[Opening Source information section]
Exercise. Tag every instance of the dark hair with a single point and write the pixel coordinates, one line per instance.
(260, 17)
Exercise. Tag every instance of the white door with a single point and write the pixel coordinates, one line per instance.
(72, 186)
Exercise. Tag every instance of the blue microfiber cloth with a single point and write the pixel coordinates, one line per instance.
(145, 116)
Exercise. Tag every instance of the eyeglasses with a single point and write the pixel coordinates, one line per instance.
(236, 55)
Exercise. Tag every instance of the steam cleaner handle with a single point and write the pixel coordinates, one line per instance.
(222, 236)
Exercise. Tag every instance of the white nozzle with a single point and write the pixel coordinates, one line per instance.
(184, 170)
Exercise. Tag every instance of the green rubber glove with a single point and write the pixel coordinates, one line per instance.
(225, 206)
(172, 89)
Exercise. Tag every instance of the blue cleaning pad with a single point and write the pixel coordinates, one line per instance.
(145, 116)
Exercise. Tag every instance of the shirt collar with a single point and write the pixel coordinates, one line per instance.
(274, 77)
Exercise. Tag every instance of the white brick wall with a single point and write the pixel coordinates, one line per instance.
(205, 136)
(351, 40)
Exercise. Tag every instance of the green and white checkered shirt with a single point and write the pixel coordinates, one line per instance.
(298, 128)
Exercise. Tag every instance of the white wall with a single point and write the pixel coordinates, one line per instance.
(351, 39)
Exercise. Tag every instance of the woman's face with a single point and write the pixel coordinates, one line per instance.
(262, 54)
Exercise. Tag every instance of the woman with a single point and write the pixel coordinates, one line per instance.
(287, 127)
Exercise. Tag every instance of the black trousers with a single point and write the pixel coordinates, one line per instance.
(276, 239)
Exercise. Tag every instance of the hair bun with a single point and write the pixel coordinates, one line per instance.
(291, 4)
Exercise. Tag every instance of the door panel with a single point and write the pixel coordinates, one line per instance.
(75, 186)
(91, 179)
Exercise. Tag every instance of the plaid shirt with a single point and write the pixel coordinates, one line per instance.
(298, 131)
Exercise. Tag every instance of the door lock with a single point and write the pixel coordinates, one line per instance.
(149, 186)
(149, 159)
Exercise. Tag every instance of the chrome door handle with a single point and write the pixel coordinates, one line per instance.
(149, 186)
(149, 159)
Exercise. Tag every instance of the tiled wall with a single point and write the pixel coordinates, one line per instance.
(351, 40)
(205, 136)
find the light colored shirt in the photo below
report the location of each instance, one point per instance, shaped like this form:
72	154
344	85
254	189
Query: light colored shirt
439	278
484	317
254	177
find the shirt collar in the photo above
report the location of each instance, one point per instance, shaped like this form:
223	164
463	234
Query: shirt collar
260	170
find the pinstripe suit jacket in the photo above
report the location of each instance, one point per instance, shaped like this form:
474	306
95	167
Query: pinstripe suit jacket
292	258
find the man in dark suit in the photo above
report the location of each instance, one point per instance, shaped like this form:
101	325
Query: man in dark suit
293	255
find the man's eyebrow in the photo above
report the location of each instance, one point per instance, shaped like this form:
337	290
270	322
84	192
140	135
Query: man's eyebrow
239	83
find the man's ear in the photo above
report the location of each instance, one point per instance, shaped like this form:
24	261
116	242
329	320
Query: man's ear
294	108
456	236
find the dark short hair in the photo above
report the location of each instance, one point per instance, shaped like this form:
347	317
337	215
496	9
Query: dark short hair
[Closing Source information section]
Try it
All entries are to be retyped with no difference from the original.

Answer to this exercise
Exercise. Tag every instance of the dark hair with a single point and write the pixel coordinates, one line per instance.
(260, 17)
Exercise. Tag every instance of the white door with a single point and write the pixel coordinates, one line per instance.
(72, 186)
Exercise. Tag every instance of the blue microfiber cloth with a single point and write the pixel coordinates, one line per instance.
(145, 116)
Exercise. Tag every instance of the eyeglasses with a single point and write the pixel coordinates, one line per instance.
(236, 55)
Exercise. Tag every instance of the steam cleaner handle with a single point and write the pixel coordinates, one line per instance.
(222, 236)
Exercise. Tag every instance of the white nozzle with a single point and write the pixel coordinates, one line per instance.
(184, 170)
Exercise. Tag every instance of the green rubber glove with a single point and write the pixel coordinates, one line per instance.
(225, 206)
(172, 89)
Exercise. Tag every instance of the blue cleaning pad with a single point and write the pixel coordinates, one line per instance.
(145, 116)
Exercise. Tag every instance of the shirt collar with a single point and write the pixel coordinates, one line per instance.
(274, 77)
Exercise. Tag every instance of the white brick wall with a single point and write the pixel coordinates, one line per instance.
(205, 136)
(351, 40)
Exercise. Tag every instance of the green and white checkered shirt with a single point and write the pixel coordinates, one line per instance.
(298, 128)
Exercise. Tag every instance of the white wall with a single point and write the pixel coordinates, one line per instance.
(351, 39)
Exercise. Tag every instance of the woman's face with a single point and write the pixel coordinates, one line per instance.
(262, 54)
Exercise. Tag every instance of the woman with a single point and write the pixel coordinates, one line per instance.
(287, 127)
Exercise. Tag every instance of the black trousers with a single point and write the pixel coordinates, one line per instance.
(276, 239)
Exercise. Tag every instance of the hair bun with a single point and write the pixel coordinates, one line per instance.
(291, 4)
Exercise. Tag every instance of the door panel with a single point and write the pixel coordinates, one line per instance.
(75, 186)
(91, 179)
Exercise. Tag every instance of the plaid shirt with a single point and write the pixel coordinates, one line per instance.
(298, 131)
Exercise. Tag every instance of the door lock with a single point and write the pixel coordinates, one line per instance.
(149, 186)
(149, 159)
Exercise. Tag every instance of the chrome door handle with a single point and write the pixel coordinates, one line per instance.
(149, 186)
(149, 159)
Exercise. Tag every instance of the tiled wall with a single point and write the pixel coordinates, one line per instance.
(351, 40)
(205, 136)
find the light colored shirt in the photo below
report the location of each instance, one point per instance, shaped like this form:
72	154
344	85
254	189
Query: light colored shirt
439	278
484	317
254	177
find the shirt collar in the photo above
report the location of each instance, one point per instance, shaped like this form:
223	164
463	234
Query: shirt collar
260	170
find the pinstripe suit jacket in the photo above
report the location of each instance, one point per instance, shaped like this form:
474	306
95	167
Query: pinstripe suit jacket
292	258
find the man in dark suit in the photo above
report the location of each instance, one point per instance, shaped like this form:
101	325
Query: man in dark suit
293	255
find the man's eyebrow in the photo above
report the location of each instance, one point per instance, shaped like this form:
337	290
270	322
84	192
140	135
Query: man's eyebrow
239	83
find the man's ear in the photo above
report the location of each instance, one point per instance, shaped like this form:
24	261
116	242
329	320
Query: man's ear
294	108
456	236
find the dark short hair in the photo above
report the location of each instance, one point per instance, shaped like this form:
347	317
337	215
496	9
Query: dark short hair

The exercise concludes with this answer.